**EXERCISE:**
Please copy everything from the start of the material down to the line that contains "[683,120,1141,837]", renaming every "Sample query" to "Example query" and leaving the rest unchanged.

**RECORDS SHOWN:**

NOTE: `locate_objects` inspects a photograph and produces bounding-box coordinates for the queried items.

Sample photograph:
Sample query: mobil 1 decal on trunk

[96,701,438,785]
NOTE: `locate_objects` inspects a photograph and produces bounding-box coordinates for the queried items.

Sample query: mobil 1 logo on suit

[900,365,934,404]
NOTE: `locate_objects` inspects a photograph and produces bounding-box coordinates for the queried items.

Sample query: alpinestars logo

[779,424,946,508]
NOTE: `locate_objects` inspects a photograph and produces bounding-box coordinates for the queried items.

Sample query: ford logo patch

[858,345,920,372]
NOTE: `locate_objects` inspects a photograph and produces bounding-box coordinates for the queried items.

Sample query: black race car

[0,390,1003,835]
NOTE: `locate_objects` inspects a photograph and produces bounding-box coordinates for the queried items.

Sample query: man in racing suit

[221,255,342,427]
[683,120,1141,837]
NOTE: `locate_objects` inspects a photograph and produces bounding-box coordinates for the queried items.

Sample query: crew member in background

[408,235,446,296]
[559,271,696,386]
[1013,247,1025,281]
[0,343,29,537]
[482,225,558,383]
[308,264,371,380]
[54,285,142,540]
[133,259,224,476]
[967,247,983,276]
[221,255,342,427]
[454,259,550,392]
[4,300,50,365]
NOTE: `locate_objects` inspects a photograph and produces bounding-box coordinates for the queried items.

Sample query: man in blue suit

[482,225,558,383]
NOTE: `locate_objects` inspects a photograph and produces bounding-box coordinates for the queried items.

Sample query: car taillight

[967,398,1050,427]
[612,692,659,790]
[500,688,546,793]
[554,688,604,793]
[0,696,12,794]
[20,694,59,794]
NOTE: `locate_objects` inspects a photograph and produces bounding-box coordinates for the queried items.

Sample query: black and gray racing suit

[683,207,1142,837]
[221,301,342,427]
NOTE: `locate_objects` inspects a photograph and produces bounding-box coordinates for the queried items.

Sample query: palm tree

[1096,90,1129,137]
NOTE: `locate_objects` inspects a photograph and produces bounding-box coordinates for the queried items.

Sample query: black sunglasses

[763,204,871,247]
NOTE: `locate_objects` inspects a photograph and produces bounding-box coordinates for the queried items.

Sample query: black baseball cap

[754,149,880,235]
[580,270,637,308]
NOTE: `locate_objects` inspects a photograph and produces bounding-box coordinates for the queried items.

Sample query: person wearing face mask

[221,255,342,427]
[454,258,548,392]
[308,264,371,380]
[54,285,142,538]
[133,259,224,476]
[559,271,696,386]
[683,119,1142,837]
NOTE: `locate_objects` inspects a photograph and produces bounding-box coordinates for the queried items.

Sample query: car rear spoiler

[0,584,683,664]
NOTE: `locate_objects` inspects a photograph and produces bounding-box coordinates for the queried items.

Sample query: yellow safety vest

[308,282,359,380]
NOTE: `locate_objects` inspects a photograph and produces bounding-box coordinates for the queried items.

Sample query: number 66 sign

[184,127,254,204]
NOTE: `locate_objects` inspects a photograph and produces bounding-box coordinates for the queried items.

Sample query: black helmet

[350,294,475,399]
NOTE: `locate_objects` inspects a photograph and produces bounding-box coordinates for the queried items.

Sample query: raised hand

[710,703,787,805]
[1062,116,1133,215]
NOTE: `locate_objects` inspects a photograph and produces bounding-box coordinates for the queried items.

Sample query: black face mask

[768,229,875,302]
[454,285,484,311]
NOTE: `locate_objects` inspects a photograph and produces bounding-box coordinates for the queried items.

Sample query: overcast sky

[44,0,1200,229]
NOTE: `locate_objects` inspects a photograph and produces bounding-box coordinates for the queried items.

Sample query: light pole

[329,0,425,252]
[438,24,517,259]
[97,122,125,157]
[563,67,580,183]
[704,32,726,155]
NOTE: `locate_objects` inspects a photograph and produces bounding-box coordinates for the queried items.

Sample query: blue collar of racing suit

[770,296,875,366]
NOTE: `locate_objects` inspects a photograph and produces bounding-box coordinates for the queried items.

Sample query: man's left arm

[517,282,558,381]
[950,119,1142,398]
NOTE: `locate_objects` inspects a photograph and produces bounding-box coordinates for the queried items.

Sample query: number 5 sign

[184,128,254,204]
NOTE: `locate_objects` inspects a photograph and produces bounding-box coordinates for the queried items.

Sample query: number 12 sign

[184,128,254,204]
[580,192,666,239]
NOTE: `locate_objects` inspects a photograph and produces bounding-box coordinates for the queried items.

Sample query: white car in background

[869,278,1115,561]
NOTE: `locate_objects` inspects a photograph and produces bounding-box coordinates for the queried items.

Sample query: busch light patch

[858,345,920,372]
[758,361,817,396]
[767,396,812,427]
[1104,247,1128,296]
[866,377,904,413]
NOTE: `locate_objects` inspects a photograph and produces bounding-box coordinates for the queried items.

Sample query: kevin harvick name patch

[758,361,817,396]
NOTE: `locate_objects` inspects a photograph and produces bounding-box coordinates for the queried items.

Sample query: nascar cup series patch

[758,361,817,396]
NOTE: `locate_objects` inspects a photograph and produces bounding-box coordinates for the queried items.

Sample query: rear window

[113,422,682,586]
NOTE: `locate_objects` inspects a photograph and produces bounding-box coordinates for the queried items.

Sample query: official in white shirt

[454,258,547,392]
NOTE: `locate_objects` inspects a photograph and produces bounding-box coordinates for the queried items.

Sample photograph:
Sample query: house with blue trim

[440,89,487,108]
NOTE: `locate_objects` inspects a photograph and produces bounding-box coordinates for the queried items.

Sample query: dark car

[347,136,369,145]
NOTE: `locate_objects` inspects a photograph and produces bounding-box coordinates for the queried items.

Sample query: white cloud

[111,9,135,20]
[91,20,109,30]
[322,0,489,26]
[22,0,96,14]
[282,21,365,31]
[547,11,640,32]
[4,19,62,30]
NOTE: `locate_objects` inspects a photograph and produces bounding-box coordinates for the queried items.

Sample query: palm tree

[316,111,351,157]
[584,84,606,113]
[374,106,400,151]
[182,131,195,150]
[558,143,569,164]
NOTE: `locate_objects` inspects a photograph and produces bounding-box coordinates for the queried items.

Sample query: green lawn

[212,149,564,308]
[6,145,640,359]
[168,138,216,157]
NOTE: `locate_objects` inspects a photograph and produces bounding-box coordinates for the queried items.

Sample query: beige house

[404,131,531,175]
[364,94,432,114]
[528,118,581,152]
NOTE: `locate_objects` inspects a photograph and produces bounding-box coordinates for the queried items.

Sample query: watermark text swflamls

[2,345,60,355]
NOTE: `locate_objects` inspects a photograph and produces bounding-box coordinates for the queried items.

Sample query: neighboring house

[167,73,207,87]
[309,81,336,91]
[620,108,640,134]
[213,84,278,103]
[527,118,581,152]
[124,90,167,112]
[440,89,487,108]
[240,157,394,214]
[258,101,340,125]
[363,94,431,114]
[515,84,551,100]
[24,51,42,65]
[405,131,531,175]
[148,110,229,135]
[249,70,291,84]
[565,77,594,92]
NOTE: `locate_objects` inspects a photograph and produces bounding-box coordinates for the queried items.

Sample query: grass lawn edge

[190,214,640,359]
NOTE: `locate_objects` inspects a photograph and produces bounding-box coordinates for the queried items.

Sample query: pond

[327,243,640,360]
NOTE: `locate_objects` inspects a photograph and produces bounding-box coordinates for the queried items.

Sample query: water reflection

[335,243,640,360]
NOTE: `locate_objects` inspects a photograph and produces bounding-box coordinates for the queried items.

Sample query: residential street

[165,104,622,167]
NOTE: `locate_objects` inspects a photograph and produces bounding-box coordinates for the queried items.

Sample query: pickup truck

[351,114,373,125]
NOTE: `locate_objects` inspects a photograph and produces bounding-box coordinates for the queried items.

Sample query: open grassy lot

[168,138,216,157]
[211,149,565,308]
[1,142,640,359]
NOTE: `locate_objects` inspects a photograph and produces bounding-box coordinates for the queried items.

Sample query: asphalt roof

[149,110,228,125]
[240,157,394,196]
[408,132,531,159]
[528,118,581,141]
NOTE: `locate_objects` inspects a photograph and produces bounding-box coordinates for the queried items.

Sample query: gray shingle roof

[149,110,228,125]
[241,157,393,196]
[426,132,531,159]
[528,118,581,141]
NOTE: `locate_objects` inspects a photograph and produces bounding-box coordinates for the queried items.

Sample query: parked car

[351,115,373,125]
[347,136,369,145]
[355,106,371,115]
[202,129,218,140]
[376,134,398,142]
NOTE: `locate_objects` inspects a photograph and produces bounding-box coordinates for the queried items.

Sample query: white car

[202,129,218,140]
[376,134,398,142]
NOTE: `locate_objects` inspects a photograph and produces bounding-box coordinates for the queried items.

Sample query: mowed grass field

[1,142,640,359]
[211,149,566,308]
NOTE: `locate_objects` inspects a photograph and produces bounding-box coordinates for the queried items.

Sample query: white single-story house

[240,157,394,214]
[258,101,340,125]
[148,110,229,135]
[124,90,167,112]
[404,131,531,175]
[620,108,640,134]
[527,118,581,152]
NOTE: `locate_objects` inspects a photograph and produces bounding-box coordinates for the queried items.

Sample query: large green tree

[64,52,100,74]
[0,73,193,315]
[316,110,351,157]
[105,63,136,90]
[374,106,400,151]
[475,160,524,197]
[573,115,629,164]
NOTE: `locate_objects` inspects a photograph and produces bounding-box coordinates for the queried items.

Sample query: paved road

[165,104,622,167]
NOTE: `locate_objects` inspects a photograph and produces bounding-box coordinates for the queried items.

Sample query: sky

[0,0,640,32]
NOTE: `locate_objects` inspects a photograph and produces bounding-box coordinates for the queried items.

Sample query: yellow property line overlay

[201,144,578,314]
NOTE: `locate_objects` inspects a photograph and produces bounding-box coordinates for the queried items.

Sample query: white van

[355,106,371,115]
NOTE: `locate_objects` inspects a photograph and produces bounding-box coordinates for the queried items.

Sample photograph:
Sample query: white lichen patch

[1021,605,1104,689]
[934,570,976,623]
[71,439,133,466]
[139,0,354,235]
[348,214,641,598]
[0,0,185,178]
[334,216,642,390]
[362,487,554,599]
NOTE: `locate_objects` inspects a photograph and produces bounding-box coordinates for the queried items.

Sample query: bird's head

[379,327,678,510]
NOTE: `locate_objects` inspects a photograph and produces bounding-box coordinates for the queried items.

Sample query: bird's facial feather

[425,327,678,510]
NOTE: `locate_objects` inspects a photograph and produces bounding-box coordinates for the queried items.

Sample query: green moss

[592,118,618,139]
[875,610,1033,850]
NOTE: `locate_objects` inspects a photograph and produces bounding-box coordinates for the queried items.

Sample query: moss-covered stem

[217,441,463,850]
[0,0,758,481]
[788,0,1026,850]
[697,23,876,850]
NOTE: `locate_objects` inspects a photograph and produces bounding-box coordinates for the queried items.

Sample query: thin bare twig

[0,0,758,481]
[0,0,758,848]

**IN RESPONSE:**
NOTE: `locate_objects` inspects a photograph and produces bounding-box coordinates for the queried items.

Sample photograph:
Example query: mobil 1 decal on trunk

[96,701,438,785]
NOTE: `locate_objects` inspects a photograph and produces bounding-box coordinates for the queried items.

Example query: mobil 1 logo on suit

[900,365,934,404]
NOTE: `locate_objects` inspects a photograph and produces bounding-box coordinates for the queried items.

Example query: alpinestars logo

[779,424,946,508]
NOTE: `locate_objects` inspects a photograph and produces bounding-box coordinates for the queried items.

Example query: ford logo patch

[858,345,920,372]
NOTE: `locate_objects` inspects a photograph and produces bounding-box coordinates for the queried items.

Example query: black race car

[0,390,1003,835]
NOTE: `locate_objects` inspects a photograph and produces bounding-box coordinates for the queried items.

Example query: man in racing suit

[221,255,342,427]
[683,120,1141,837]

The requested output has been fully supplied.